### Records for this exercise
* BEGIN *

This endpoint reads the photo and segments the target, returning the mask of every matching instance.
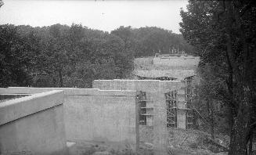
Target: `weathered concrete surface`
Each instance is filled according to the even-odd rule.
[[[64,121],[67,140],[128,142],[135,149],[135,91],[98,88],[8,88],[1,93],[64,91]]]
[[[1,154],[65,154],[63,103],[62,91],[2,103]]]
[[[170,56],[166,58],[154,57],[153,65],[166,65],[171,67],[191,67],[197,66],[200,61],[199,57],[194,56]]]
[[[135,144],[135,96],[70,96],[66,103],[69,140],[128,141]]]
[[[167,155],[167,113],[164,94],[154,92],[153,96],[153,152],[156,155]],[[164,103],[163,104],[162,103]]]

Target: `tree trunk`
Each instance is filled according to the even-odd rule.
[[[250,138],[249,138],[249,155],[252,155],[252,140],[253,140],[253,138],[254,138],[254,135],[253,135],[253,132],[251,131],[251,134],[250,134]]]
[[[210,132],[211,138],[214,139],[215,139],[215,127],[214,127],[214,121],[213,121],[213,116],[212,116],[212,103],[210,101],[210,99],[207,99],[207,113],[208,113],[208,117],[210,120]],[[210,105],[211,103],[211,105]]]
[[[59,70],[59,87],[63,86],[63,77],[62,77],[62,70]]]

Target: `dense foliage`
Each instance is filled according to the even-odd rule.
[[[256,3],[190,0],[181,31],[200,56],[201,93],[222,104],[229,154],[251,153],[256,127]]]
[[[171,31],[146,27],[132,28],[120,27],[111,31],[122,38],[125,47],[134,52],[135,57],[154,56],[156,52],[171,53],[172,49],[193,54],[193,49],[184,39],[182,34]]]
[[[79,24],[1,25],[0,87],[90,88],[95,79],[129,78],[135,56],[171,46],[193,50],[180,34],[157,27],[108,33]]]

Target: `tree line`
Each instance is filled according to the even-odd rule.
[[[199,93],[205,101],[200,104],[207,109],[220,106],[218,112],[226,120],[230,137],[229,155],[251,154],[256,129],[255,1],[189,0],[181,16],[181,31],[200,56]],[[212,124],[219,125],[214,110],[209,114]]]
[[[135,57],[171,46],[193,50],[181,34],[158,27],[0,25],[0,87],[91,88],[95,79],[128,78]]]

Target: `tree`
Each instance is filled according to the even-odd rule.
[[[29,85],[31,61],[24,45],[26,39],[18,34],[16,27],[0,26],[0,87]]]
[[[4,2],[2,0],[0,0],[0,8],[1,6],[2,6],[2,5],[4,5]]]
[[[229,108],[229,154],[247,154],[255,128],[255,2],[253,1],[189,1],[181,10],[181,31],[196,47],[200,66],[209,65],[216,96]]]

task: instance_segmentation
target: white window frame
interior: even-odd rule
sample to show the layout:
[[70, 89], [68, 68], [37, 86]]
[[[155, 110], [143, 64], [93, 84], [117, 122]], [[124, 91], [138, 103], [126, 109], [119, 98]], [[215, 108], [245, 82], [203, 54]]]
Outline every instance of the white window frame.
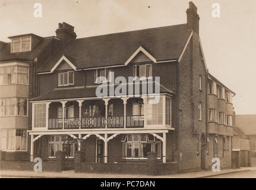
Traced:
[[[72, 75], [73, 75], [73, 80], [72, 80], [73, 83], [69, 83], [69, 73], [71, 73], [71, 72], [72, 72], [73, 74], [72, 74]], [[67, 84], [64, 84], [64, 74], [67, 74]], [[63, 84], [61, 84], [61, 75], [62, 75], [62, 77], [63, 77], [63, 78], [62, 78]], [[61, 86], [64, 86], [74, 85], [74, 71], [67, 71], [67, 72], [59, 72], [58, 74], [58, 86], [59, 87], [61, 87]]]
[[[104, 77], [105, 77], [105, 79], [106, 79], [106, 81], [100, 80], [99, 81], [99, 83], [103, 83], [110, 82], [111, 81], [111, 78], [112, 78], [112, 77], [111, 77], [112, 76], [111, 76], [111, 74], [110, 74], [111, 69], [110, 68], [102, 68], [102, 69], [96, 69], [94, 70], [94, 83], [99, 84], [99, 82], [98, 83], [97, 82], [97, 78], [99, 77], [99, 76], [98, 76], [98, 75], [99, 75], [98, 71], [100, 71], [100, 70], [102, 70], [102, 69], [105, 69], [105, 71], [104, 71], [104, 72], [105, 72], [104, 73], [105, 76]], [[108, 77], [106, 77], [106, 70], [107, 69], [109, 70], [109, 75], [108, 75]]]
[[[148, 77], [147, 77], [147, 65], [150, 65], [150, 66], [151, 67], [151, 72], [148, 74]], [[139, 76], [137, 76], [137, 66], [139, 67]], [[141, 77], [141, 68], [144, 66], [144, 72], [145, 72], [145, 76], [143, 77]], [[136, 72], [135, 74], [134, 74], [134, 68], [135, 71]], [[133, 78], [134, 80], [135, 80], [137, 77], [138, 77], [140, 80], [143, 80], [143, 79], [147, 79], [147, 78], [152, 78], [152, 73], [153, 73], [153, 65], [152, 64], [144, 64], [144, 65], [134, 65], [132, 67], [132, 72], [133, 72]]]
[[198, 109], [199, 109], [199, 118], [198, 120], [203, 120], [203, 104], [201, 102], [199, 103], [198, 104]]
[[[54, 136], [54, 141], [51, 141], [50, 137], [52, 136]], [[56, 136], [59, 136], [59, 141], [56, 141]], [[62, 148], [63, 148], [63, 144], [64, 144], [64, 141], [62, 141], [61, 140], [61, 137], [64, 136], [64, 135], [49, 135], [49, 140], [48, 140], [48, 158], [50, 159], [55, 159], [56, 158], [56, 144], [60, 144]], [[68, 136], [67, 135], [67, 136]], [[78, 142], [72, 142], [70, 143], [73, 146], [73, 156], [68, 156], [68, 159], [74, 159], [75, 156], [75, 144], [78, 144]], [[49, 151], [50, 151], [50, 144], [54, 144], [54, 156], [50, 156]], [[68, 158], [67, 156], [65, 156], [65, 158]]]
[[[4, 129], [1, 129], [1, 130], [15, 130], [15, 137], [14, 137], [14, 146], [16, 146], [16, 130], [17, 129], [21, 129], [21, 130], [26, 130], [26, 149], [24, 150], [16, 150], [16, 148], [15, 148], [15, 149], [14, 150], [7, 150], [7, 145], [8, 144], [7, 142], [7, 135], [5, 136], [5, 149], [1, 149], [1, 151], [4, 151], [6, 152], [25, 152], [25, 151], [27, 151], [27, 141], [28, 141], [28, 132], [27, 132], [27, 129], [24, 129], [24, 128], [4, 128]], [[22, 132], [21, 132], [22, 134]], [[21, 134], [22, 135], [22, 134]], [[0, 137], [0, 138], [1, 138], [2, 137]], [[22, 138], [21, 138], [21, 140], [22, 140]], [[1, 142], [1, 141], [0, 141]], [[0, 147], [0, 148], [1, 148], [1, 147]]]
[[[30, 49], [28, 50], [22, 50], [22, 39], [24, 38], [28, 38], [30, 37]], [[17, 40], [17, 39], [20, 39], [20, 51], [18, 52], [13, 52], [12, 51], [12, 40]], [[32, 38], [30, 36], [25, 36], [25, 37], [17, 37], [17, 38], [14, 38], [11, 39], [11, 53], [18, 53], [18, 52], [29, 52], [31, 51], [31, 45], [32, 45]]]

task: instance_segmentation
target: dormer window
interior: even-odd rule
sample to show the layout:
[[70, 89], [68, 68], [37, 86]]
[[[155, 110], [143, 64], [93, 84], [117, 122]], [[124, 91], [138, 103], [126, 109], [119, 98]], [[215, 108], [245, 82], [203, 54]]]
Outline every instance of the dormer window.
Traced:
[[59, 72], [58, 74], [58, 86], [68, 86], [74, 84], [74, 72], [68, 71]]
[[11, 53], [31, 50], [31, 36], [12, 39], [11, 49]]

* END *

### Aim
Add 71 to every coordinate in the outlines, starting with the first line of the listing and going on through the line with "[[[59,70],[59,87],[63,86],[63,77],[62,77],[62,70]]]", and give all of those lines again, the wording included. Leave the pictures out.

### In response
This endpoint reads the photo and segments the target, returning the mask of every matching instance.
Target: `weathered concrete surface`
Each instance is filled according to the even-odd rule.
[[[135,192],[138,211],[199,213],[206,220],[206,162],[169,159],[79,159],[72,164],[135,162]]]
[[[72,225],[136,225],[134,174],[133,162],[73,174]]]
[[[241,127],[237,129],[225,128],[224,136],[237,136],[242,138],[262,138],[268,137],[271,132],[270,128],[265,127]]]
[[[206,215],[206,167],[141,167],[137,174],[140,211],[199,212]]]
[[[238,226],[238,184],[235,165],[225,163],[224,167],[224,223],[227,226]],[[235,174],[234,175],[233,174]]]

Target: `tree trunk`
Each instance is filled according to the even-odd rule.
[[[321,209],[320,209],[320,226],[323,226],[323,211],[324,211],[324,209],[325,209],[325,206],[324,206],[324,203],[322,202],[322,205],[321,205]]]
[[[281,203],[282,209],[285,210],[286,210],[286,198],[285,198],[285,192],[284,192],[284,187],[283,187],[283,174],[281,172],[281,170],[278,170],[278,184],[279,184],[279,188],[281,191]],[[281,176],[282,174],[282,176]]]
[[[130,141],[130,158],[134,157],[134,148],[133,148],[133,141]]]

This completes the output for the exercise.